_Task objective_
Count the lines of the records below that contain the word "forewing", and reply with only that number.

_Records for the task_
--------------------------------
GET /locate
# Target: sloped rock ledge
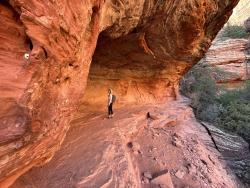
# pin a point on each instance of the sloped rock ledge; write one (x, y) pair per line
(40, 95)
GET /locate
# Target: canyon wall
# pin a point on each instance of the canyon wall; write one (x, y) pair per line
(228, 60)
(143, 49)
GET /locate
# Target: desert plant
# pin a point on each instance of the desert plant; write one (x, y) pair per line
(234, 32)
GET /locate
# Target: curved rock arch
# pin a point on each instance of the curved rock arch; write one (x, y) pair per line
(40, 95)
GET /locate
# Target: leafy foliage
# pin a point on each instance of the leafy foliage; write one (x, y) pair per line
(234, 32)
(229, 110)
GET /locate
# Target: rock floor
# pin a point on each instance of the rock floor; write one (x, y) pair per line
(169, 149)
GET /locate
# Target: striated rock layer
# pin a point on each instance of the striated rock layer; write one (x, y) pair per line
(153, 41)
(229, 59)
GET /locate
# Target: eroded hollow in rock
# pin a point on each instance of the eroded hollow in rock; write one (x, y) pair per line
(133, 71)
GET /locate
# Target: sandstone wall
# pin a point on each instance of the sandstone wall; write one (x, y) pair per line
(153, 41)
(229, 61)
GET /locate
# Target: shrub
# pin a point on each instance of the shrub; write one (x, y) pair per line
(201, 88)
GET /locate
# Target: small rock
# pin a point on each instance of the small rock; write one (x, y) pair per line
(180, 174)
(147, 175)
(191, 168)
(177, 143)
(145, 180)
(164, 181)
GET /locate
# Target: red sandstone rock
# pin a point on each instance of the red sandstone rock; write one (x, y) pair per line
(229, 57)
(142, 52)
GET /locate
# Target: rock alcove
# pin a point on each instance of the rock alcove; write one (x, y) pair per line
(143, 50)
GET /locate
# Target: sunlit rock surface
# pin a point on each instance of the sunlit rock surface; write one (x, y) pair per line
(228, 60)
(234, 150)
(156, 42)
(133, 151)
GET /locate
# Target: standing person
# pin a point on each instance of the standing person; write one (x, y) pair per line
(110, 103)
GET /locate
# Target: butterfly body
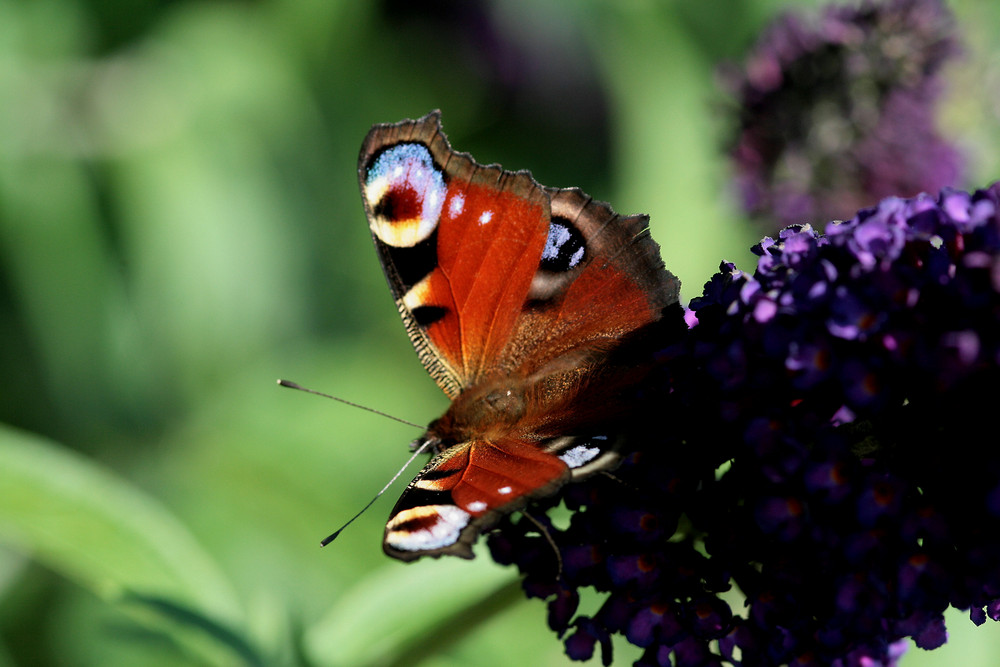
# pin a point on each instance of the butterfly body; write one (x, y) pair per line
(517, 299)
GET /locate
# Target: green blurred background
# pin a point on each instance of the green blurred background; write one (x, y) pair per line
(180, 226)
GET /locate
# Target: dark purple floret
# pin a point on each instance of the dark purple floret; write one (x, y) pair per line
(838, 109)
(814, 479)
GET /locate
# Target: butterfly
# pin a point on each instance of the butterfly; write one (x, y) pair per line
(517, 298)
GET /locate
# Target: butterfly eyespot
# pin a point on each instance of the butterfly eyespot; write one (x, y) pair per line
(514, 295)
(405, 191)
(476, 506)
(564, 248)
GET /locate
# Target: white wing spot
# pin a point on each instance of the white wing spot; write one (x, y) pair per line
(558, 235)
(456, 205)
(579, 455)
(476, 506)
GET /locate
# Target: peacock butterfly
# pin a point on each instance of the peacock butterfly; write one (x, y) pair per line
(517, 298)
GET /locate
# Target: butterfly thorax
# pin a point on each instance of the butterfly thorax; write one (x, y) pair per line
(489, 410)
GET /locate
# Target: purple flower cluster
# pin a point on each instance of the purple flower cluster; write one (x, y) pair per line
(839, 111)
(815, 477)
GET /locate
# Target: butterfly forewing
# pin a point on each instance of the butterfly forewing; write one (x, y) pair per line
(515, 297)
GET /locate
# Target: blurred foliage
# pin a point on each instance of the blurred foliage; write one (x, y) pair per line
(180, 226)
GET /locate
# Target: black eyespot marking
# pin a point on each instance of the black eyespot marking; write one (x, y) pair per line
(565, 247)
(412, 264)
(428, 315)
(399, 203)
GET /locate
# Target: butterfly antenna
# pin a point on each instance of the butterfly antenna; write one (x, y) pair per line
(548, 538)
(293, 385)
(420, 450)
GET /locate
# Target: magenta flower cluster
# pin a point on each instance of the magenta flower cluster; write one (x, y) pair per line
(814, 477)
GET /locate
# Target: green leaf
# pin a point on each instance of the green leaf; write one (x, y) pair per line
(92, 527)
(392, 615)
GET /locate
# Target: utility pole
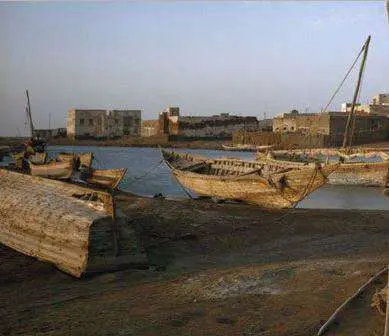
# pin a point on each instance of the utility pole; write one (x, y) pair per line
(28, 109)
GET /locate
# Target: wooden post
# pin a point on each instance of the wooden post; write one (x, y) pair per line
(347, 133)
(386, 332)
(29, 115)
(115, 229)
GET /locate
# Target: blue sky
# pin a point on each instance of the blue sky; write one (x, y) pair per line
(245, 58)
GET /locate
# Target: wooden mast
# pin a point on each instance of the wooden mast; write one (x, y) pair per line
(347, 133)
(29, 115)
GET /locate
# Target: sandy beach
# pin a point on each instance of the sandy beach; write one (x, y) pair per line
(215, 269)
--------------------------------
_Response to the task_
2